### Отрывок текста
Так начинается у Мережковского обычный, будничный день Петра.
У А.Н. Толстого день Петра начинается иначе:
…Натянул штаны, шерстяные, пахнущие потом чулки, кряхтя поднялся, застегнул на животе вязаный жилет красной шерсти, вздел в рукава байковую коричневую куртку, швырнул колпак на постель, пригладил пальцами темные волосы и подошел к двери, ступая косолапо и тяжело.
В комнате соседней, более высокой и просторной, с дубовыми балками на потолке, с обшитыми свежим дубом стенами, с небольшим и тяжелым столом, заваленным бумагами, свитками карт, инструментами, отливками железа, чугуна, меди, засыпанным табаком и прожженным, с глобусом и подзорной трубой в углах, с книгами, переплетенными в телячью кожу и валяющимися повсюду — на подоконнике, стульях и полу, — в рабочем этом кабинете царя Петра, где ярко пылала изразцовая печь, стояло семь человек. Одни в военных зеленых сюртуках, жмущих подмышками, другие — в бархатных камзолах. И сюртуки и камзолы, неряшливые, залитые вином, топорщились, сидели мешками. Огромные парики были всклокочены, надеты, как шапки, — криво, из-под черных буклей торчали собственные волосы — рыжеватые, русые, славянские. В свете сырого утра и наплывших светилен лица придворных казались зеленоватыми, обрюзгшими, с резкими морщинами — следами бессонных ночей и водки.
Дверь распахнулась, вошел Петр, и перед ним склонилось низко семь париков. Кивнув, он сел у стола, резко сдвинул в сторону бумаги, опростав для руки место, забарабанил пальцами, и на присутствующих уставились круглые его черные глаза, словно горевшие безумием.
Такова была его манера смотреть. Взгляд впитывал, постигал, проникал пронзительно, мог быть насмешливым, издевательским, гневным. Упаси Бог стоять перед разгневанным его взором! Говорят, курфюрстина Евгения опрокинулась в обморок, когда Петр, громко, всем на смущение, чавкая в Берлине за ужином гусиный фарш, глянул внезапно быстро ей в зрачки. Но еще никто никогда не видел взора его спокойным и тихим, отражающим дно души. И народ, хорошо помнивший в Москве его глаза, говорил, что Петр — антихрист, не человек.

### Исходные данные
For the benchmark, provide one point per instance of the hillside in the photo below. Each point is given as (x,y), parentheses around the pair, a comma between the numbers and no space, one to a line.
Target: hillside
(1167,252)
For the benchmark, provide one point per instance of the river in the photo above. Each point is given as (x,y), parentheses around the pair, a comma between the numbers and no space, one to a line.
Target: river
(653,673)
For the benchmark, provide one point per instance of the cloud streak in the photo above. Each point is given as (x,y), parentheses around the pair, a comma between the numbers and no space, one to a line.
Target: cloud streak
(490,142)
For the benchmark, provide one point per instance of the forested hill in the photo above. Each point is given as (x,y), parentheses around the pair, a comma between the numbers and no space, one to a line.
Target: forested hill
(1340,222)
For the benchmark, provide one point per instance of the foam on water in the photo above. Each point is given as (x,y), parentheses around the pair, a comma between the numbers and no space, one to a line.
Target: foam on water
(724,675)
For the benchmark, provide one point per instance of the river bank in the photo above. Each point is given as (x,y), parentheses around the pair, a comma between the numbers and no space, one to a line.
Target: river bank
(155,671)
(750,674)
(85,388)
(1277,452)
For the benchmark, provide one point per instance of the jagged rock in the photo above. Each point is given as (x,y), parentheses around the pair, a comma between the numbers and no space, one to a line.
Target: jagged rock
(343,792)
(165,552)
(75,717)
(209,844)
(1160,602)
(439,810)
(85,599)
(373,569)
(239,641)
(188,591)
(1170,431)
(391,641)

--

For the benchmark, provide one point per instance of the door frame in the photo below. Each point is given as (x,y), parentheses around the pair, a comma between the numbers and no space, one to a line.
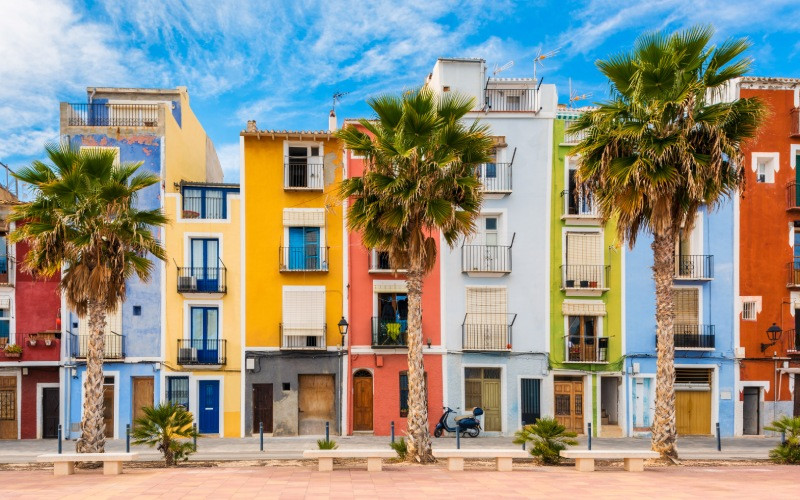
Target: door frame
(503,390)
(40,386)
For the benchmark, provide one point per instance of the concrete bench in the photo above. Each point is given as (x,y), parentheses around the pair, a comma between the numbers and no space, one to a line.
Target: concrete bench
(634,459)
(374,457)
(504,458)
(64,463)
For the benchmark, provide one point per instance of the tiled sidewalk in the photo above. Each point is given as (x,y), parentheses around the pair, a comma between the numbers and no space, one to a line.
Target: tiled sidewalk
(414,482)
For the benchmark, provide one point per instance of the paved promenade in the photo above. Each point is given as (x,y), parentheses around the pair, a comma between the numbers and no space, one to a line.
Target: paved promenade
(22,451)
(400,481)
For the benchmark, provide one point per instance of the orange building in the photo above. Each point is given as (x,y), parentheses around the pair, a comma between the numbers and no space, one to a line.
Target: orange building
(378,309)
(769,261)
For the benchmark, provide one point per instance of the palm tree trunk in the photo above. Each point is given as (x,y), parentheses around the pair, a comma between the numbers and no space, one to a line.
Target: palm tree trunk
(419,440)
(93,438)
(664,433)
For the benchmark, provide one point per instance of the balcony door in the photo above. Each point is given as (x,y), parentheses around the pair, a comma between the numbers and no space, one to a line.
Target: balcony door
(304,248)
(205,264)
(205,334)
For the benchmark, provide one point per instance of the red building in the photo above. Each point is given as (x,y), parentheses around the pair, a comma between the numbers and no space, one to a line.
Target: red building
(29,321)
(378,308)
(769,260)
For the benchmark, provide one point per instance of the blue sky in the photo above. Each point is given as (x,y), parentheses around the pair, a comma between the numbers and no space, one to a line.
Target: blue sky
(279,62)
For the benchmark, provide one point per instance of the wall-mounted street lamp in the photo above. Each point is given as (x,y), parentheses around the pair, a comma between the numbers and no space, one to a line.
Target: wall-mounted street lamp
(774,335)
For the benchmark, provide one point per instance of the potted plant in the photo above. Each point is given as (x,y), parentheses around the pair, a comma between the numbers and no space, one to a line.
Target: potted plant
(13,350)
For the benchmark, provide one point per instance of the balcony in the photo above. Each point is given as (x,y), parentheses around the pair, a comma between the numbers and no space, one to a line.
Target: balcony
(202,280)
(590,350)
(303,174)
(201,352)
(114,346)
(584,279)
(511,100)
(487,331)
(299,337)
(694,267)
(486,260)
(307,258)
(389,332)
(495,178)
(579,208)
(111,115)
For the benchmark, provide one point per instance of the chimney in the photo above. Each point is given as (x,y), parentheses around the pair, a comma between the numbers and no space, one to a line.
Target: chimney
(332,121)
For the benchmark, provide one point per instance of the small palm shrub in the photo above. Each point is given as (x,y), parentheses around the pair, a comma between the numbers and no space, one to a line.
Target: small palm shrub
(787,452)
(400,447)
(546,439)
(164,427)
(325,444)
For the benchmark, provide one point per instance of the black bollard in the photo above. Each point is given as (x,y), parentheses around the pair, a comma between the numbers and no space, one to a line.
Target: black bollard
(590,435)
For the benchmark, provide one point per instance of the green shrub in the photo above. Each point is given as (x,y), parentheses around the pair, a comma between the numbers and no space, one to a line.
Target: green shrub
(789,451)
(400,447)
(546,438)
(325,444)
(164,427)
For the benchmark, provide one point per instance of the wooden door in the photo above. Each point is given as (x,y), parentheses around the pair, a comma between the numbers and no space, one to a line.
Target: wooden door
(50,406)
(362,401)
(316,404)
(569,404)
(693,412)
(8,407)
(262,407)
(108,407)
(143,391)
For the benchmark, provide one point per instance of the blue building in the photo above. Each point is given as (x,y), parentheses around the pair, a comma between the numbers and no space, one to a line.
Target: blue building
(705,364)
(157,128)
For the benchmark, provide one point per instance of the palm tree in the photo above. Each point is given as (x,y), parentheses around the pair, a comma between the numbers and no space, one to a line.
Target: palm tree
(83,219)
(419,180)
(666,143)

### Задание
Допишите продолжение текста о том, как начинается день Петра у Мережковского и у А. Н. Толстого. Продолжение должно идти сразу после последнего предложения.

### Ответ
Васька-денщик, дворянский сын Сукин, принес на подносе водки, огурцов и хлеб. Петр принял заскорузлыми пальцами стакан, медленно выпил водку, вытер губы ладонью и стал грызть огурец.
Это был его завтрак. Морщины на лбу разошлись, и рот, красивый, но обезображенный постоянным усилием сдержать гримасу, усмехнулся…
Затем царь прищурился, сморщился и с гримасой проговорил:
— Светлейший князь Меншиков, чай, со вчерашнего дебоширства да поминания Ивашки Хмельницкого головой гораздо оглупел. Поди, поди. Послушаем, как ты врешь с перепою.
Потянув со стола листы с цифрами, он выпустил густой клуб дыма в длинное, перекошенное страхом лицо светлейшего. Но улыбка обманула. Крупный пот выступил на высоком, побагровевшем от гнева лбу Петра. Присутствующие опустили глаза. Не дышали. Господи, пронеси!
— Селитры на сорок рублев, шесть алтын и две деньги. Где селитра? — спрашивал Петр. — Овес, по алтыну четыре деньги, двенадцать тысяч мер. Где овес? Деньги здесь, а овес где?
— Во Пскове, на боярском подворьи, в кулях по сей день, — пробормотал светлейший.
— Врешь!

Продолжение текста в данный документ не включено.